** start Reading text **
FIG. 2 is a schematic representation of a base element 20 for manufacturing a modular antenna 10 having different radiators combinable therewith 22. A terminal 24 for a radio frequency line by which the antenna 10 can be connected to the transceiver 14, a coupling element 25 for coupling radio frequency signals to a further element, not electrically connected, such as a selected one of the radiators 22, and a radio frequency connection 28a-b between the terminal 24 and the coupling element 26 are arranged on the base element 20.

The base element 20 is, for example, a circuit board having at least one electrically conductive layer. It can moreover have a second conductive layer, not shown and insulated therefrom as a ground plane. With a small design, the base element 20 should contain as many components as follows that can be used in the same manner for the design of a modular antenna 10 in a large number of antenna variants. The base element 20 is therefore not only optimized for a certain characteristic of the modular antenna 10, but is rather adapted such that it works at least sufficiently well for different designs for different installation situations and desired antenna properties. The same base element 20 can thus be manufactured in advance in a larger volume and can be used in a plurality of different modular antennas 10 that are individualized by further components such as a selected radiator 22, a housing, and further additional elements still to be described.

The terminal 24 can be designed as a plug or as a socket for a coaxial cable, as a coupling structure for a hollow conductor, or as a contact surface for a soldered or plug-in connection, in particular to a circuit board of the transceiver 14. The radio frequency connection 28 preferably has at least one microstrip line. A power divider network 30 is optionally provided between the terminal 24 and the coupling element 26; the radio frequency connection 28 is then in two parts and, on the one hand. connects the terminal 24 to the power divider network 30 and, on the other hand, now connects the power divider network 30 to the coupling element 26 via a plurality of ports 32 and associated paths. The coupling element 26, in particular an antenna patch, is designed for the interaction with different radiators 22 in accordance with the usability of the base element 20 in a manner that is as universal as possible. The radio frequency signals are forwarded on the base element 20 to the coupling element 26 and are there coupled into metallic structures such as at least one radiator 22. A directed irradiation of the electromagnetic signals away from the base element 20 or from its ground plane results. If the optional power divider network 30 is provided, the coupling element 26 has a plurality of infeed points corresponding to the ports 32. The division of the radio frequency signal, for example by radio frequency switches, can be used by a polarization logic of the power divider network 30 to generate or to receive electromagnetic waves of different polarizations.

The radiators 22 can be implemented on a further circuit board that does not require any electrically conductive contact to the base element 20. Alternatively, metallic structures are conceivable that are combined with components that are anyway present, for example as a self-adhesive metalized film on an inner side of a cover or of a housing. Radiators 22 can, for example, be implemented at the same resonant frequency in different sizes by the use of additional dielectrics or compact antenna structures such as in EP 2 790 269 A1 named in the introduction.
** end Reading text **
** start Information given **
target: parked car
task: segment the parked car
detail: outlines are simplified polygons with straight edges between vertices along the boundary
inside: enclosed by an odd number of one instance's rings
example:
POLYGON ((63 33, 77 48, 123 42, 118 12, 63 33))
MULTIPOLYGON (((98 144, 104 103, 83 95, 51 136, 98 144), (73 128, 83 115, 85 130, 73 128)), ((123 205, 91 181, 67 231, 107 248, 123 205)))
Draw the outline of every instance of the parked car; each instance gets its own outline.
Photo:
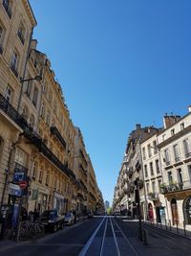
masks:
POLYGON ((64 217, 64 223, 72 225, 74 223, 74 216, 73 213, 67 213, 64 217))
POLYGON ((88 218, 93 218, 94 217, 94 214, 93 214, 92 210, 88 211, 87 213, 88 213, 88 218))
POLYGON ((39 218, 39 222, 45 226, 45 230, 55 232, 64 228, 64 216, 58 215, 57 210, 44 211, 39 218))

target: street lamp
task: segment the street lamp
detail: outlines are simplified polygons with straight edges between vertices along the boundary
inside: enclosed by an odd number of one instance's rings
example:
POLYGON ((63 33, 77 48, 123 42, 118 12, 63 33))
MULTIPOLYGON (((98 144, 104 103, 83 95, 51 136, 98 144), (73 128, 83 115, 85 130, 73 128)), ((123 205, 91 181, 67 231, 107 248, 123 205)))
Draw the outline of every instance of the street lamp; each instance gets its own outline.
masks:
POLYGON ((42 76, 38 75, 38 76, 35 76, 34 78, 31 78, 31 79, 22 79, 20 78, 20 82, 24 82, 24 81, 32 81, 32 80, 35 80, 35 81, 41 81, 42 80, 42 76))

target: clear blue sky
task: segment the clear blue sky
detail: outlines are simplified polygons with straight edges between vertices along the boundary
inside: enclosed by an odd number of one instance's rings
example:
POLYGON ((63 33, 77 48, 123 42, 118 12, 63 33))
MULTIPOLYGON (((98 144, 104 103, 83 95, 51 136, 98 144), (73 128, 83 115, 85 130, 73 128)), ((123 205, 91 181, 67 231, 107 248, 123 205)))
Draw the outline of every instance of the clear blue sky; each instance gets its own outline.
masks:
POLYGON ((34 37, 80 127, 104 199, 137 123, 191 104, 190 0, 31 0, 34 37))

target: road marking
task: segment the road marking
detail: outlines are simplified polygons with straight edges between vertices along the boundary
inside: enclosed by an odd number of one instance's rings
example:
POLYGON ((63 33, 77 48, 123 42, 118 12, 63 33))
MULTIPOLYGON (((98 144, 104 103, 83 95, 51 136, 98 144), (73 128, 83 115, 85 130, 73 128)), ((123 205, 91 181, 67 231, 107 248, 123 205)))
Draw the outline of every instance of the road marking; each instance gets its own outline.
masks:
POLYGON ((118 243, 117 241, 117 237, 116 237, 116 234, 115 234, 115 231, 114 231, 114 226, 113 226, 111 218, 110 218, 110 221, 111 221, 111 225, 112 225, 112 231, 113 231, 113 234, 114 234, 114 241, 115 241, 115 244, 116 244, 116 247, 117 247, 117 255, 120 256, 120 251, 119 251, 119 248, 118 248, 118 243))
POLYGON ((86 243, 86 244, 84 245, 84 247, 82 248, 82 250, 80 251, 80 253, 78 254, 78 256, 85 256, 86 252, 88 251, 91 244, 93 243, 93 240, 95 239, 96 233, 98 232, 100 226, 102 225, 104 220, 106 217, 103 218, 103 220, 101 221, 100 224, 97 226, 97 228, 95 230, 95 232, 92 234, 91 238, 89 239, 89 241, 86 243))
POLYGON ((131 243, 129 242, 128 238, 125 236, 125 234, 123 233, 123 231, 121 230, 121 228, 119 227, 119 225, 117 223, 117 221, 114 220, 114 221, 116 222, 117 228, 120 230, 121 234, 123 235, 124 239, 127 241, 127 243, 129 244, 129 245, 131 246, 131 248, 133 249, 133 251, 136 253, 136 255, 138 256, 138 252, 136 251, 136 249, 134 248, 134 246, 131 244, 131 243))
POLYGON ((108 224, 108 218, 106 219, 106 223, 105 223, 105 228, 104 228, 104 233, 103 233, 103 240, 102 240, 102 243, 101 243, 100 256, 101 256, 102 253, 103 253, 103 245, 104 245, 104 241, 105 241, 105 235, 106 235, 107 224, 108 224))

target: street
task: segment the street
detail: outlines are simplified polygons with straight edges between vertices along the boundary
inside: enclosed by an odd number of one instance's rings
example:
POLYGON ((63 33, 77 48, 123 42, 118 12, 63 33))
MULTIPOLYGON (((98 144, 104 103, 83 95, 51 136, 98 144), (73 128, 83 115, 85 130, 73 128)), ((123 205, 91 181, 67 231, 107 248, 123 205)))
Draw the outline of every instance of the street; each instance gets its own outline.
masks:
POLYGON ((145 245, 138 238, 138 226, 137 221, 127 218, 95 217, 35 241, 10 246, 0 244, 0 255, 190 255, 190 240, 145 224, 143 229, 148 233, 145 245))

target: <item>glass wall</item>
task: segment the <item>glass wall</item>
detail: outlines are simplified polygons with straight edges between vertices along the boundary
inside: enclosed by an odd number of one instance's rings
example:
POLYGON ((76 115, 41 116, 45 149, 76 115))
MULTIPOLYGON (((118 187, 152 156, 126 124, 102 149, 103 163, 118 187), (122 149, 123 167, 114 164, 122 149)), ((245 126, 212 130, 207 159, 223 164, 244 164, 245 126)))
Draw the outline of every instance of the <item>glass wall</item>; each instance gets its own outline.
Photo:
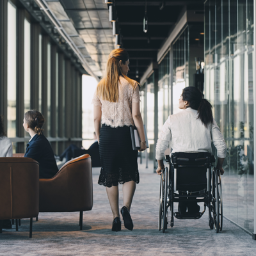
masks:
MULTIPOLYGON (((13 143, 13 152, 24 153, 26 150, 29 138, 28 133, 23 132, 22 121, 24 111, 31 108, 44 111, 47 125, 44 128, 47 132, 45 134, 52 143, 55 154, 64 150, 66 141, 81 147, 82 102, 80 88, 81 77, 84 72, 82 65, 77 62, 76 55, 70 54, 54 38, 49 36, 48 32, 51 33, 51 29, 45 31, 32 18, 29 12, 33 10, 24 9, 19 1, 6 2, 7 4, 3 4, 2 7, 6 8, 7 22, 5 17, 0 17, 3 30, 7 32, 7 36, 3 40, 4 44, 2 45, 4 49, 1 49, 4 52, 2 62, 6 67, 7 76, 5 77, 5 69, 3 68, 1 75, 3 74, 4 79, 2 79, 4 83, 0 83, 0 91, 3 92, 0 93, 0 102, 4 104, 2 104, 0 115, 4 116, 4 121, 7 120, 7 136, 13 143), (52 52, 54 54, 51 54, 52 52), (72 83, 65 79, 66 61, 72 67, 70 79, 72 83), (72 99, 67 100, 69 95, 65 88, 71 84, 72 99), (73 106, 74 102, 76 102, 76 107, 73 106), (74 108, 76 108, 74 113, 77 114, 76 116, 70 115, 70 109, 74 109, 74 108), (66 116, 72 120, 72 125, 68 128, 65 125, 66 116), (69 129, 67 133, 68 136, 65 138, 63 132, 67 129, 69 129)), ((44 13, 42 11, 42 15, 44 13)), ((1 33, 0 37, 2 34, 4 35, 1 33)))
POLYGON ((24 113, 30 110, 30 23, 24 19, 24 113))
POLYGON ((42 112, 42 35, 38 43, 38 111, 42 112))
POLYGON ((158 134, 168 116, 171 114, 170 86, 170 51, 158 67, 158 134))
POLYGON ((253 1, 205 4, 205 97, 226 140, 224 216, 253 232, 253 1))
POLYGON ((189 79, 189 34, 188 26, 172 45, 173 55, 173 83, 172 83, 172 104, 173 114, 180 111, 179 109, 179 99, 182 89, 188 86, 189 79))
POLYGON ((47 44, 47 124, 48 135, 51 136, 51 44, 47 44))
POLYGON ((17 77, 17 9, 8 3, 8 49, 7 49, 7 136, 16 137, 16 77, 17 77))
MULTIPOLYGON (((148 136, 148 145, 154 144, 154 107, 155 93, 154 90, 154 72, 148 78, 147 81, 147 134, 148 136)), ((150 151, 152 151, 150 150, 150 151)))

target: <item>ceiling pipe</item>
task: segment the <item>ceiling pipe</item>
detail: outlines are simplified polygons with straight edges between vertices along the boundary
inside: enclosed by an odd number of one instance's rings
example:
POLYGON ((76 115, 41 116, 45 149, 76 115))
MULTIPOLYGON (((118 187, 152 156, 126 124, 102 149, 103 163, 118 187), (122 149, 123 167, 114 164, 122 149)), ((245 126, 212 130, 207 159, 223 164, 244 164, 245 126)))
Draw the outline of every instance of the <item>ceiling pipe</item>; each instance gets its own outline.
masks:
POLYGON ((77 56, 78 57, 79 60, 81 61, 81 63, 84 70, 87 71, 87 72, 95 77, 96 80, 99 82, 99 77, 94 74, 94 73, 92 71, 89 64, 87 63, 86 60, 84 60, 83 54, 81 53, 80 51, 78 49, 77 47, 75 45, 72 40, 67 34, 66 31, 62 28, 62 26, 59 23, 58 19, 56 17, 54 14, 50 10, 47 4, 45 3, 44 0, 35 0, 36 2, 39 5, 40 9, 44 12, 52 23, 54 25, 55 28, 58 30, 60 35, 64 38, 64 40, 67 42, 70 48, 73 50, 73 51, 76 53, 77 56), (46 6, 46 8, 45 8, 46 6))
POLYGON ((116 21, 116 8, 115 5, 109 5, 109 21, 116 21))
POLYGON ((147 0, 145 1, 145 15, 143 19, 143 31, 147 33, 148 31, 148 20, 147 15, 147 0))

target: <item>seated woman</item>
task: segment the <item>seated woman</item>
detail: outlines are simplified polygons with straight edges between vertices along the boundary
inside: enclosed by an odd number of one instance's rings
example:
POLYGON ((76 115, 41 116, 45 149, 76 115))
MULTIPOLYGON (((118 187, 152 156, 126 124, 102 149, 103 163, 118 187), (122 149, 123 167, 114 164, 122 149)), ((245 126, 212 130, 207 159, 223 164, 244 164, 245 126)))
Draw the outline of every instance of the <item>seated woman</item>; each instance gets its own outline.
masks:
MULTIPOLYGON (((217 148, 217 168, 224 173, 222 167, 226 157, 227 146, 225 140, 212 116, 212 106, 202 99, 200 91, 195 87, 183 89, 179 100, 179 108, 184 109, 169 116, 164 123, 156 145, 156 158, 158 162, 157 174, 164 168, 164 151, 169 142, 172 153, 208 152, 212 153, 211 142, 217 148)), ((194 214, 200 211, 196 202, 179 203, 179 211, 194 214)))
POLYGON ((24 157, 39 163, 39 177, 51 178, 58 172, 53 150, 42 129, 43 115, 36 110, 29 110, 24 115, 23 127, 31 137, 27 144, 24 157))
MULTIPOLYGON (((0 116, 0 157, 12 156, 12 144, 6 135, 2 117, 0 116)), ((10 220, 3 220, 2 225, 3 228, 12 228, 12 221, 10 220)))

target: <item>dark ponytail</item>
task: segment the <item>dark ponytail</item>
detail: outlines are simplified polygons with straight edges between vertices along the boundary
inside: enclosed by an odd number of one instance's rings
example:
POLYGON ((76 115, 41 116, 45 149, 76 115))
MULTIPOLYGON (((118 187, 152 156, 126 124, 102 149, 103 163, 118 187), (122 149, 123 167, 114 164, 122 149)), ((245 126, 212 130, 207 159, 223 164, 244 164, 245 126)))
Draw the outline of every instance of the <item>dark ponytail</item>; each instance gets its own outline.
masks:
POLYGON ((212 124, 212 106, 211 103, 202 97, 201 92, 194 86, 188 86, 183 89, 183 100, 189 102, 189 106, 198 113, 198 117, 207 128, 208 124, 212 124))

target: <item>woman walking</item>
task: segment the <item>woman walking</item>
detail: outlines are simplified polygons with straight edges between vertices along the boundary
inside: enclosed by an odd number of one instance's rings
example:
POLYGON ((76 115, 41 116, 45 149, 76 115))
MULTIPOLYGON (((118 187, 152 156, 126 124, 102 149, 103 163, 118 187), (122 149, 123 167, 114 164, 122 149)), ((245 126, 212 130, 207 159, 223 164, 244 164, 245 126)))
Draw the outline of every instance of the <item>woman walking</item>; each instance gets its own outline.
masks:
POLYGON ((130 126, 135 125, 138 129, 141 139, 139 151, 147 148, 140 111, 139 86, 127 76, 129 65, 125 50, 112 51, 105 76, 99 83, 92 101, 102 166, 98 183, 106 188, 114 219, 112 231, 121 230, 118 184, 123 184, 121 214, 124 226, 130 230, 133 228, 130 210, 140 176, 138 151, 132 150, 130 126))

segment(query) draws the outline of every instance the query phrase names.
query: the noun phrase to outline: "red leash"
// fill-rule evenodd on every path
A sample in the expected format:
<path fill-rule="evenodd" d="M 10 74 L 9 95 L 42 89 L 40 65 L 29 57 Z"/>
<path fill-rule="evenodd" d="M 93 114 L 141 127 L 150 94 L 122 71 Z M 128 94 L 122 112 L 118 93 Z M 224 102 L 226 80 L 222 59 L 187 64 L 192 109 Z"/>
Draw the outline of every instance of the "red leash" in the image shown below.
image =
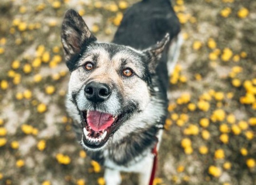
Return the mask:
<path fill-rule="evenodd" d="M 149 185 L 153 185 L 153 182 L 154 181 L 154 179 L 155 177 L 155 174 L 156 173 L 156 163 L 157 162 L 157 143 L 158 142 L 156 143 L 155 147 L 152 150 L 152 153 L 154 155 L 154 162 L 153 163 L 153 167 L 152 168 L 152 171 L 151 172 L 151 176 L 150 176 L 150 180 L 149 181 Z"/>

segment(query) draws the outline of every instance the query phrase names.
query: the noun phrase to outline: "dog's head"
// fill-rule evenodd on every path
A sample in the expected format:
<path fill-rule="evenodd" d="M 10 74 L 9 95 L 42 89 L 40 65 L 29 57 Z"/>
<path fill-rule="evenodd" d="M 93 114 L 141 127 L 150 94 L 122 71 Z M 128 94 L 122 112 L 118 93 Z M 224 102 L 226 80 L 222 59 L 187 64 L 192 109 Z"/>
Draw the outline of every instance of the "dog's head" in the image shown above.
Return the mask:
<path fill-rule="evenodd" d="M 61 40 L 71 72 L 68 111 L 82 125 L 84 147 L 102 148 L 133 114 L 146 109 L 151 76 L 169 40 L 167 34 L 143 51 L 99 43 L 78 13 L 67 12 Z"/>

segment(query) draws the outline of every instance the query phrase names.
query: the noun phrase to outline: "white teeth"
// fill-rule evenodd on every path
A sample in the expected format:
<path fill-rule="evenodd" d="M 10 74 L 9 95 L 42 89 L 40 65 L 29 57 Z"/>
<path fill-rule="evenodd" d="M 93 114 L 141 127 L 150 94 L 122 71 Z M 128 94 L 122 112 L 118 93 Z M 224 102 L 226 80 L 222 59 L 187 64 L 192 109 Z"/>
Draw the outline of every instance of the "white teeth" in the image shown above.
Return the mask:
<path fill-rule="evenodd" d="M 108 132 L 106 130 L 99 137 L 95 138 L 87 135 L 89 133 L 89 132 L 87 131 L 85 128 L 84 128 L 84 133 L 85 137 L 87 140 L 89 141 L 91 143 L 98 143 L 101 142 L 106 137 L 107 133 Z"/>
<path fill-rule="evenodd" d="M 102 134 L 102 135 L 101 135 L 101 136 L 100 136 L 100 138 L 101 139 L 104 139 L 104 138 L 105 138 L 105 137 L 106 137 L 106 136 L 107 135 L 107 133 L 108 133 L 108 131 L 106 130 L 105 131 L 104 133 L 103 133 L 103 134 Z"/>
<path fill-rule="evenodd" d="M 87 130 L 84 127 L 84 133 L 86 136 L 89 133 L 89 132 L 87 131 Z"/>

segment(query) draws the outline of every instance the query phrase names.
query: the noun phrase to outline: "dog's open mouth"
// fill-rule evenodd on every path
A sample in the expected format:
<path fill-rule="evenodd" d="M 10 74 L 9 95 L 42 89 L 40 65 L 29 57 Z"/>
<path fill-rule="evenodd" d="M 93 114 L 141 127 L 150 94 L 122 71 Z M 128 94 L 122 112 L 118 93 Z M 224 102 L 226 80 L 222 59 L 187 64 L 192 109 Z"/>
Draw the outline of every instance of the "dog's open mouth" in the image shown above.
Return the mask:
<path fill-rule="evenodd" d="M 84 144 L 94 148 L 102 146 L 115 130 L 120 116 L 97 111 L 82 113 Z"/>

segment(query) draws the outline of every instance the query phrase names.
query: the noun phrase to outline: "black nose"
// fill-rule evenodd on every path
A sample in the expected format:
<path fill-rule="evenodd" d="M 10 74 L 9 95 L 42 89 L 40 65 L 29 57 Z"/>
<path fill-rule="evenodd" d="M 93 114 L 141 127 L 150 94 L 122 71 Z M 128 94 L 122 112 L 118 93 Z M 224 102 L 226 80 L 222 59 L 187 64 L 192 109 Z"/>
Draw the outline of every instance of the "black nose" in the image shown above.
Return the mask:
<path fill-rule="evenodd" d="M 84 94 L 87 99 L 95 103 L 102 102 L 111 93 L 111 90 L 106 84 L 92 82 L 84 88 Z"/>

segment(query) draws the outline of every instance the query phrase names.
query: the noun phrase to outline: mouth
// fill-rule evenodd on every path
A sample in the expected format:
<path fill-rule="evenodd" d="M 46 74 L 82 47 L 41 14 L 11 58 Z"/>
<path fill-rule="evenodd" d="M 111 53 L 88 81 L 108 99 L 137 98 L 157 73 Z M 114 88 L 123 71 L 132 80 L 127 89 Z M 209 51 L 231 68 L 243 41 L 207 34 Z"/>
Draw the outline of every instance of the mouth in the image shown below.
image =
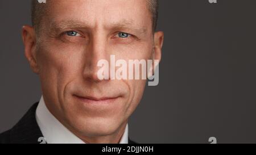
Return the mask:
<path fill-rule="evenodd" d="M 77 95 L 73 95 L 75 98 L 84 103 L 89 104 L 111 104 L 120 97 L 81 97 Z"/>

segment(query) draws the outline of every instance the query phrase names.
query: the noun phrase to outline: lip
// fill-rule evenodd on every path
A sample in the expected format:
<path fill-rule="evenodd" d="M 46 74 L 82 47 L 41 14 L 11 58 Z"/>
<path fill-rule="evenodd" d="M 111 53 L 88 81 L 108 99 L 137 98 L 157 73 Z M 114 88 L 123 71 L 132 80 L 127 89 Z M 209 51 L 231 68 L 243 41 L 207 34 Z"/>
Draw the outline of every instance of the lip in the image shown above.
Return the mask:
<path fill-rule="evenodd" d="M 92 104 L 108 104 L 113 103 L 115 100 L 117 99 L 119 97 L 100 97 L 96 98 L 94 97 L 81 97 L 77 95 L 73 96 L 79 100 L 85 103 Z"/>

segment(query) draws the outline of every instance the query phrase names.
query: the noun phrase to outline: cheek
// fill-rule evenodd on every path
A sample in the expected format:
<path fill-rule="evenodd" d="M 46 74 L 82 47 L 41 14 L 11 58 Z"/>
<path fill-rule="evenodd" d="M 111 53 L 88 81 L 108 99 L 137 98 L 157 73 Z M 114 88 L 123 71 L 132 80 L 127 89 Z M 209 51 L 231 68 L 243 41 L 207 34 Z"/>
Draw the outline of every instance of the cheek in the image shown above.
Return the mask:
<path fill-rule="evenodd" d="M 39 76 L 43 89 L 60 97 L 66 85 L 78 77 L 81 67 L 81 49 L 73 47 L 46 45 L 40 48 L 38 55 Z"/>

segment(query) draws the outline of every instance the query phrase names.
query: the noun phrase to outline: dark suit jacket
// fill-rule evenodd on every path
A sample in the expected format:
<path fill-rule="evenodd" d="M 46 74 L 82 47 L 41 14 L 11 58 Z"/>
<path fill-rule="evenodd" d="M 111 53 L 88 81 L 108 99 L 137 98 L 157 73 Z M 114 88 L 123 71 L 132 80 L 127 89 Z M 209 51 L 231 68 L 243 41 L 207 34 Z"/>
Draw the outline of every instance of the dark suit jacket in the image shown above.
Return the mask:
** end Information given **
Task requirements: Carry on the description of the modular antenna's base element and radiators, picking up right after its last sentence.

Final answer:
The antenna parameters or antenna properties of the different variants of a modular antenna 10 result from the combination of the respective same base element 20 with at least a selected one of the different radiators 22. The dimensions and shape of the radiator 22, its positions, and above all its distance from the base element 20, as well as a possible additional dielectric material on the front and/or rear surfaces play a role here. As already mentioned, further components such as the housing, additional resonators, additional metallic surfaces as a ground planes or a reflector likewise have an influence on the antenna properties. The differentiation of the antenna properties can take place via components that can be produced with as little material effort or manufacturing effort as possible, for example without a further circuit board or with simple circuit boards without additional mounted components. The base element 20 and its components, in particular the coupling element, could likewise be varied to change antenna properties; however, the respective same base element 20 is used instead.

FIG. 3 shows a schematic three-dimensional view of a modular antenna 10 of a base element 20 to which now one of the radiators 22 has been selected and arranged in a suitable position with respect to the coupling element 26. A housing, not shown here, having corresponding mounts preferably provides for the remaining of the base element 20 and the coupling element 26 in the respective positions.

FIG. 4 shows a sectional view of a modular antenna 10. It largely corresponds to the modular antenna 10 of FIG. 3. However, some components, here the coupling element 26, on the one hand, and the power divider network 30, on the other hand, are now arranged on the front surface and the rear surface of a circuit board of the base element 20. A base element 20 in accordance with this embodiment can remain even more compact.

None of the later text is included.